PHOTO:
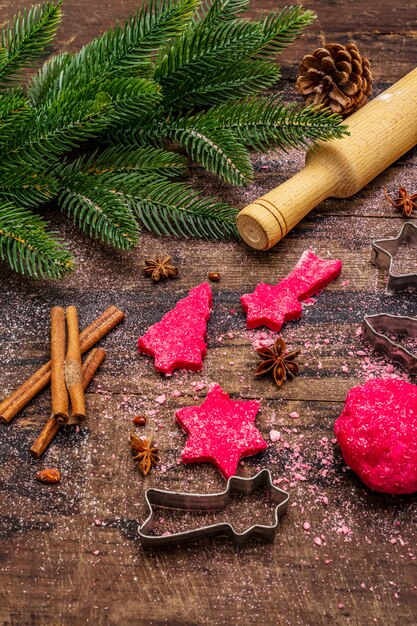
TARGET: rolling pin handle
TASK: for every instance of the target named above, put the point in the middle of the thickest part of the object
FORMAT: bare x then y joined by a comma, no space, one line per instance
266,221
——
**What the task asks:** Please give the data again unaltered, leaving out any images.

**Answer:**
PHOTO:
TARGET: rolling pin handle
TASK: for every instance of the target named above, put the point in the middle of the thickest part of the object
FORMAT: bare x then y joined by a comma, no space, one line per instance
266,221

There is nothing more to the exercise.